[Region pointing data]
Content starts
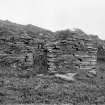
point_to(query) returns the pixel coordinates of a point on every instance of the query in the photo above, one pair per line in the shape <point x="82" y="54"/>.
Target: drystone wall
<point x="72" y="55"/>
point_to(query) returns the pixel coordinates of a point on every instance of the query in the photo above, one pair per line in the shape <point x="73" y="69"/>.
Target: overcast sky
<point x="88" y="15"/>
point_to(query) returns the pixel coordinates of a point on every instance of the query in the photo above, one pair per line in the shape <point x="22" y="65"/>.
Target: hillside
<point x="24" y="68"/>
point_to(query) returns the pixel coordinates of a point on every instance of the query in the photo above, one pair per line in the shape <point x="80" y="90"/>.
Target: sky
<point x="88" y="15"/>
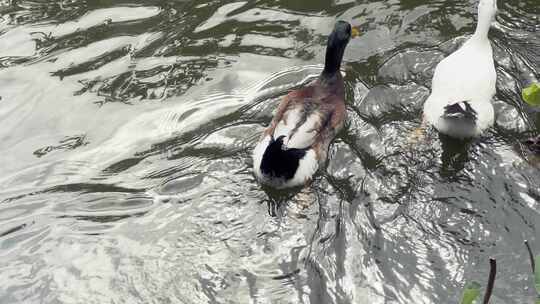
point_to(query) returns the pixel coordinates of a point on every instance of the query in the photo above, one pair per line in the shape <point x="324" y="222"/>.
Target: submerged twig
<point x="531" y="255"/>
<point x="491" y="279"/>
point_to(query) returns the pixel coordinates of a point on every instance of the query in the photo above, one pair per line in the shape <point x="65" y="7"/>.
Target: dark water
<point x="126" y="133"/>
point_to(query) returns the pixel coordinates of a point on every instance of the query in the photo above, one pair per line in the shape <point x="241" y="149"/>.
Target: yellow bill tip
<point x="355" y="32"/>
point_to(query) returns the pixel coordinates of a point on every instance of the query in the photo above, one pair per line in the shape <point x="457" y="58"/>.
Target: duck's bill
<point x="355" y="32"/>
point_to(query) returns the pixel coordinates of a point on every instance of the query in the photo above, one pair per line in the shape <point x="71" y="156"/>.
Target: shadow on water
<point x="127" y="130"/>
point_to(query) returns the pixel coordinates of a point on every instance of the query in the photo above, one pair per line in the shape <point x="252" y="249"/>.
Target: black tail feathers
<point x="460" y="110"/>
<point x="279" y="162"/>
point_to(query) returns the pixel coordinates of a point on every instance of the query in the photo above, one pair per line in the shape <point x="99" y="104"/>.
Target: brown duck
<point x="295" y="145"/>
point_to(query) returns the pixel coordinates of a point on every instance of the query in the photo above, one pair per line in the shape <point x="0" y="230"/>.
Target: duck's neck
<point x="332" y="64"/>
<point x="482" y="28"/>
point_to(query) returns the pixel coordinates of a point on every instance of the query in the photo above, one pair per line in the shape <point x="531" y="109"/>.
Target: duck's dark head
<point x="337" y="42"/>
Content ends
[TASK TO CARRY OUT] Apart from the pictures, set down all the entries above exactly.

[ANSWER TO THE PROBLEM]
point_to(query) returns the pixel coordinates of a point on every instance of the query in the photo above, one pair per line in the shape <point x="82" y="54"/>.
Target: drystone wall
<point x="72" y="55"/>
point_to(query) returns the pixel coordinates of a point on every instance of the query in the photo above, one pair per line in the shape <point x="73" y="69"/>.
Target: overcast sky
<point x="88" y="15"/>
point_to(query) returns the pixel coordinates of a point on every instance of the query in the photo above, one pair per line in the shape <point x="22" y="65"/>.
Target: hillside
<point x="24" y="68"/>
point_to(query) returns the pixel coordinates of a point on every instance of the query in the photo above, one pair per line in the shape <point x="80" y="90"/>.
Target: sky
<point x="88" y="15"/>
point_to(query) returns the pixel coordinates of a point on every instance of the query in the photo above, one pair per line in the shape <point x="324" y="222"/>.
Target: submerged twig
<point x="531" y="255"/>
<point x="491" y="279"/>
point_to(query) returns the pixel coordinates of a point on every instance of the query in the photo above, one pair per line in the shape <point x="65" y="7"/>.
Target: dark water
<point x="126" y="133"/>
point_to(query) returns the pixel coordinates of a point on every instance of the query in the photo above, one pair per line in the shape <point x="241" y="149"/>.
Target: yellow bill tip
<point x="355" y="32"/>
point_to(query) returns the pixel coordinates of a point on every instance of the query in the photo above, one pair per line in the shape <point x="457" y="58"/>.
Target: duck's bill
<point x="355" y="32"/>
point_to(query) returns the pixel coordinates of a point on every instance of the query in the photo above, one pair per line in the shape <point x="71" y="156"/>.
Target: shadow on water
<point x="127" y="130"/>
point_to(query) returns the pixel coordinates of a point on every instance of the query in the photo above, one pair per line in the shape <point x="252" y="249"/>.
Target: black tail feathers
<point x="460" y="110"/>
<point x="279" y="162"/>
point_to(query) returns the pixel coordinates of a point on every instance of the query in the photo above, one pair per line in the shape <point x="99" y="104"/>.
Target: brown duck
<point x="295" y="145"/>
point_to(query) returns the pixel coordinates of a point on every instance of the query in the photo above, one pair per line in the shape <point x="0" y="230"/>.
Target: duck's neck
<point x="332" y="64"/>
<point x="482" y="28"/>
point_to(query) returns the pixel coordinates of a point on every instance of the query in the photo above, one pair per line in the shape <point x="531" y="109"/>.
Target: duck's dark head
<point x="337" y="42"/>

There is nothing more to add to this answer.